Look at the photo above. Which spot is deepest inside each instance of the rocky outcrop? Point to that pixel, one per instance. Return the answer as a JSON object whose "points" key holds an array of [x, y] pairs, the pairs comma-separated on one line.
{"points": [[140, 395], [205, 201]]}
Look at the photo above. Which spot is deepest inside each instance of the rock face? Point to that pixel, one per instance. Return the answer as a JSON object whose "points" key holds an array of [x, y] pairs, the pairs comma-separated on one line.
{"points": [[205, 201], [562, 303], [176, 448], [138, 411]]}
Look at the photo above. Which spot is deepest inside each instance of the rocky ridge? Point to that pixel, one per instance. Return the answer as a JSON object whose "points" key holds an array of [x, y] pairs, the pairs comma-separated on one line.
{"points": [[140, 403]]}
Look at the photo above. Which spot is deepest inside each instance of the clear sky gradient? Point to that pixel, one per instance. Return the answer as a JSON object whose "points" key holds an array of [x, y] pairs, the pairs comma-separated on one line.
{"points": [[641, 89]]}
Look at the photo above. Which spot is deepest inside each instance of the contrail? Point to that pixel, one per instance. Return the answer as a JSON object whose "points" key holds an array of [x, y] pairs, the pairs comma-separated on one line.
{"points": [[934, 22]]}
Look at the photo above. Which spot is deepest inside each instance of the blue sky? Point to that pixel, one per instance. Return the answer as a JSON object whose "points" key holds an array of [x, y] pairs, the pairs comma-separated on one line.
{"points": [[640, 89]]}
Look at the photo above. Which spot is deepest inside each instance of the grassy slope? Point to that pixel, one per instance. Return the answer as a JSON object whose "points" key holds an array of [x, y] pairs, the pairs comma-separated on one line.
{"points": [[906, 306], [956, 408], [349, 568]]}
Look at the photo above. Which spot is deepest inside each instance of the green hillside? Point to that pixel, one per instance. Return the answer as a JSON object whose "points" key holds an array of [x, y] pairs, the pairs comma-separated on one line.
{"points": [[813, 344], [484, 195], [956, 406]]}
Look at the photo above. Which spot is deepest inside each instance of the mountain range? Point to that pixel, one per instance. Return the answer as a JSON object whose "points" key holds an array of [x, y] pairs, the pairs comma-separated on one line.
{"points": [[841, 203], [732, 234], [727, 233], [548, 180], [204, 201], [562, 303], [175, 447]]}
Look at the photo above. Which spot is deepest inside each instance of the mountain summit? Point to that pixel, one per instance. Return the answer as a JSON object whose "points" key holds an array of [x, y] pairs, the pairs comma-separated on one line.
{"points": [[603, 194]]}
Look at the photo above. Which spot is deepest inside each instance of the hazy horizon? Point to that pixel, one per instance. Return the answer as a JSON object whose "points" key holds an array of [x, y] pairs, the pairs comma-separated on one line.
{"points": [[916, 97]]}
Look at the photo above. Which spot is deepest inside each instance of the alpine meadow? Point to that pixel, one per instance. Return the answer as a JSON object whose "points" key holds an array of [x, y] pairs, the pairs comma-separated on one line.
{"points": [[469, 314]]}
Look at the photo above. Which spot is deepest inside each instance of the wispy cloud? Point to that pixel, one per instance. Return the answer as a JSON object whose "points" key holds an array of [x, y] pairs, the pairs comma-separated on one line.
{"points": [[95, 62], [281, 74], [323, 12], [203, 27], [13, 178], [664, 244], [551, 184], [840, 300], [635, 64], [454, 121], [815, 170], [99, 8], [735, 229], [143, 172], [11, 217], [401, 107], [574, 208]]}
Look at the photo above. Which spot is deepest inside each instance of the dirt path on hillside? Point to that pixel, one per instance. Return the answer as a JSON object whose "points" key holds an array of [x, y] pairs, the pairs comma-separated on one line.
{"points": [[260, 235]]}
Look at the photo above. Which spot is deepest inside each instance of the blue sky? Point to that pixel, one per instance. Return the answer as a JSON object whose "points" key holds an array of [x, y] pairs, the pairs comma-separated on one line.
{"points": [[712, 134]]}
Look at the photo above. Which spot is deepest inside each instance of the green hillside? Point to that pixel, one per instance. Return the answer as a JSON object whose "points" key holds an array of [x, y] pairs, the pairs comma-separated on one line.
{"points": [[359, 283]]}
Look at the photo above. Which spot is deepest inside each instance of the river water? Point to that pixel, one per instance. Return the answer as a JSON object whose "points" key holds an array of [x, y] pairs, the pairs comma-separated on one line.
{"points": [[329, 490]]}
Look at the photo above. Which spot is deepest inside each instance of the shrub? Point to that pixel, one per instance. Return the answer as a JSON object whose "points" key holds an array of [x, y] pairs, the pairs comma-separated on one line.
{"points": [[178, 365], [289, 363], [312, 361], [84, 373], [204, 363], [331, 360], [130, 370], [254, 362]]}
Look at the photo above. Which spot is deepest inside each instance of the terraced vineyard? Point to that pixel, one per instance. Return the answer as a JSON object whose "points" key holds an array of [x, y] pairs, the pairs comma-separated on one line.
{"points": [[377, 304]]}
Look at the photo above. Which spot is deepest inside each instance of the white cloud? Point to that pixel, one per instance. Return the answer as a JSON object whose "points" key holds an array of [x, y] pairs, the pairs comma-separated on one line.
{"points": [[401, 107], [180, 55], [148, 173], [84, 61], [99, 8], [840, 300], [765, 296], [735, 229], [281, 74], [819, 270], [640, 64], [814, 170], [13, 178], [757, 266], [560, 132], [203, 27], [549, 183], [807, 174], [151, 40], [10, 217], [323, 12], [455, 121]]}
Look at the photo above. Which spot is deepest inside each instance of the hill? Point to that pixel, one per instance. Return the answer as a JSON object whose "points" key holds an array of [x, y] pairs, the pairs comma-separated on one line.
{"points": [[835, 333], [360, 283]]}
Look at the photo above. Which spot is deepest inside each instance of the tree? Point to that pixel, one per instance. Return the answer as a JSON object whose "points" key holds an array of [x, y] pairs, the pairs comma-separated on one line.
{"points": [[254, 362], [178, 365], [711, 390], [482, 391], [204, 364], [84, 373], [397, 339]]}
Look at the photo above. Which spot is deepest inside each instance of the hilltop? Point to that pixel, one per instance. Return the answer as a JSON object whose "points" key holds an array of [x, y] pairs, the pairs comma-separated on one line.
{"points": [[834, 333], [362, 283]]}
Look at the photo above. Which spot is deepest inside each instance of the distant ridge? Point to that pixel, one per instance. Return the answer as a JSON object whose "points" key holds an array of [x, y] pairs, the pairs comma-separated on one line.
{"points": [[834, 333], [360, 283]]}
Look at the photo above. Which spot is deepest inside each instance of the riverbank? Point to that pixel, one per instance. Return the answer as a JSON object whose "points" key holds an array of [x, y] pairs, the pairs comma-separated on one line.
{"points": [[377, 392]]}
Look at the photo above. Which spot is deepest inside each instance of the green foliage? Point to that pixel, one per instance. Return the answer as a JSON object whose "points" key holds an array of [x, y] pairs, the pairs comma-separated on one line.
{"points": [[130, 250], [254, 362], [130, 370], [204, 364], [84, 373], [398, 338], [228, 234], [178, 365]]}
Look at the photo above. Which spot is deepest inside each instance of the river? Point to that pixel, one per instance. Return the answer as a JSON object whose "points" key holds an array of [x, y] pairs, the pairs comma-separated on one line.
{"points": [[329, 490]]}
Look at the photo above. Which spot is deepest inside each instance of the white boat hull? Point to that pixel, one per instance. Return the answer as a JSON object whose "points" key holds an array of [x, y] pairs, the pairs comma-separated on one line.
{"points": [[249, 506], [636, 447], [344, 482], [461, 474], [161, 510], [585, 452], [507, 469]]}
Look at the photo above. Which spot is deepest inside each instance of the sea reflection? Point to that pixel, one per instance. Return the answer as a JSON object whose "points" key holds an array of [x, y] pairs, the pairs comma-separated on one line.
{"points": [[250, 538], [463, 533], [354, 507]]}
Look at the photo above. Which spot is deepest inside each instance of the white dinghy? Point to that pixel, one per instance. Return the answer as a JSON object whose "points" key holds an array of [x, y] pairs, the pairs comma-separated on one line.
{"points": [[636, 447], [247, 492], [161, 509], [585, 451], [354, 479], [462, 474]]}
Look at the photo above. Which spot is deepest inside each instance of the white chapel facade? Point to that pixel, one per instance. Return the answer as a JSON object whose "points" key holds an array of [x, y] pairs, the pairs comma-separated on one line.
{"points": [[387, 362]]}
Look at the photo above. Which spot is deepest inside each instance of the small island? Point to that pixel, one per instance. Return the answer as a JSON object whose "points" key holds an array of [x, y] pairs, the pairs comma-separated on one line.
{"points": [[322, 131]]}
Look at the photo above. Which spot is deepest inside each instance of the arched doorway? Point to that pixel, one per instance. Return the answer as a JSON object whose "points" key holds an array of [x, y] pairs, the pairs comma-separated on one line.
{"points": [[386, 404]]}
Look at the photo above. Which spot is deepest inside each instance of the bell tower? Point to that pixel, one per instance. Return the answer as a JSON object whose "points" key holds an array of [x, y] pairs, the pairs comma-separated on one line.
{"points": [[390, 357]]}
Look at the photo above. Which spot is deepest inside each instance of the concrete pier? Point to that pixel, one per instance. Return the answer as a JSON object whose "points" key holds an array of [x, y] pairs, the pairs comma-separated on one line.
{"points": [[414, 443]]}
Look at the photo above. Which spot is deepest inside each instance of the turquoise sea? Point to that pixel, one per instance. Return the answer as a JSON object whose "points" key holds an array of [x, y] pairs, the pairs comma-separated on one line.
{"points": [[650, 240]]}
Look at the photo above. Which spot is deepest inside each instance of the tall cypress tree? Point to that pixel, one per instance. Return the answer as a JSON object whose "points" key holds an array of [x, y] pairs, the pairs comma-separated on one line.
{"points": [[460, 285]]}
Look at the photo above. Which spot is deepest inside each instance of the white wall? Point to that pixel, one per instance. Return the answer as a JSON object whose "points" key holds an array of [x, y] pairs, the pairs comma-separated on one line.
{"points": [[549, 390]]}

******************************

■ **What you need to do**: Only one stretch of the data is wanted: the lines from the one with "the white wall?" through the last, repeated exactly.

■ **Finished exercise**:
Look at the photo above. Which spot is deepest inside each instance of the white wall? Point to that pixel, one per instance. Return the answer as a JSON object whose "points" key holds an array of [x, y] pairs, the pairs comma-separated on one line.
{"points": [[549, 390]]}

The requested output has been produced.